*Provided text:*
<<<<
Zombi 2
The most well-known of Lucio Fulci's films, Zombi II sparked an obsession with zombi films across Europe and made Fulci a horror icon. Upon its release in 1979, Zombi II was ridiculed for having no connection to the original Zombi and was scorned for its extremely bloody content, yet the film was a tremendous success.
Zombi II was a pseudo-sequel to George A. Romero's Dawn of the Dead. Dawn was re-edited and re-scored for European markets by Romero's collaborator, Italian horror master Dario Argento. Argento released as his new version of Dawn of the Dead as Zombi and treated it as a film that was the beginning of a whole new story, not a contination of Romero's Night of the Living Dead
Plot
An apparently abandoned yacht drifts into New York Harbor, which the Habor Patrol investigate. On board, a huge rotting man kills one of the patrolmen by tearing out his neck with his teeth. The remaining patrolman manages to knock the hulking man into the sea.
>>>>
*Required action 1:* From the Zombi 2 text, return the passage starting at "Zombi II was a" and ending at "into the sea.".
*Required action 2:* According to the Zombi 2 text, who re-edited and re-scored Dawn of the Dead for European markets?
*Required action 3:* Extend the Zombi 2 text from where it stops.

*Data section:*
<<<<
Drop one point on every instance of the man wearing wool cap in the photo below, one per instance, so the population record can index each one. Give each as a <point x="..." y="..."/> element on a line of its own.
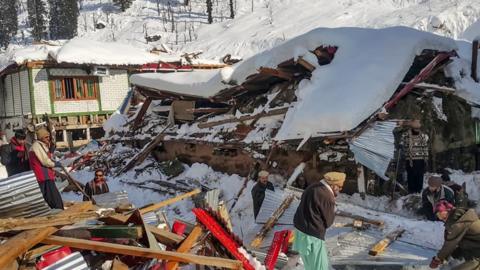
>>>>
*Exercise result 1:*
Zombi II was a pseudo-sequel to George A. Romero's Dawn of the Dead. Dawn was re-edited and re-scored for European markets by Romero's collaborator, Italian horror master Dario Argento. Argento released as his new version of Dawn of the Dead as Zombi and treated it as a film that was the beginning of a whole new story, not a contination of Romero's Night of the Living Dead
Plot
An apparently abandoned yacht drifts into New York Harbor, which the Habor Patrol investigate. On board, a huge rotting man kills one of the patrolmen by tearing out his neck with his teeth. The remaining patrolman manages to knock the hulking man into the sea.

*Exercise result 2:* Dario Argento, Romero's collaborator, re-edited and re-scored it.

*Exercise result 3:*
A young woman named Ann (Tisa Farrow) is questioned by the police when it's discovered that the boat belonged to her father. She doesn't know anything except that her father left for a tropical island far away for research. Meanwhile, a reporter named Peter West (Ian McCulloch) is assigned by his news editor (director Lucio Fulci in a cameo) to get the story on the mysterious boat. Ann and Peter meet on the boat and decide to work together after finding a note from Ann's father. The note says that he's on the island of Matool and that's come down with a strange disease. Enlisting the add of a sea-faring couple, Brian (Pier Luigi Conti) and Susan (Auretta Giannone), to help find Matool.
On Matool, Dr. David Manard (Richard Johnson) is hard at work studying. Matool is a cursed place where the dead rise to attack the living, and Manard is determed to find out why. When Ann, Peter, Brian, and Susan reach Matool the island itself seems to come alive, vomiting forth all the dead buried on the island to kill them.
Zombi II in Europe
Zombi II 's incredible success in Europe re-ignited Fulci's sagging career and reinvented the director as a horror maven. Fulci would go on to direct several more horror films, and Zombi II introduced several of his trademarks: zombies, hyper-realistic gore and blood, and the infamous "eyeball gag" (a character is impaled or otherwise stabbed through the eyeball). Although Fulci's detractors labled the film as a cash-in on Dawn of the Dead 's incredible success, it's interesting to note that the Zombi II screen play was actually completed before Dawn of the Dead even premiered (hence the lack of connection between the two films).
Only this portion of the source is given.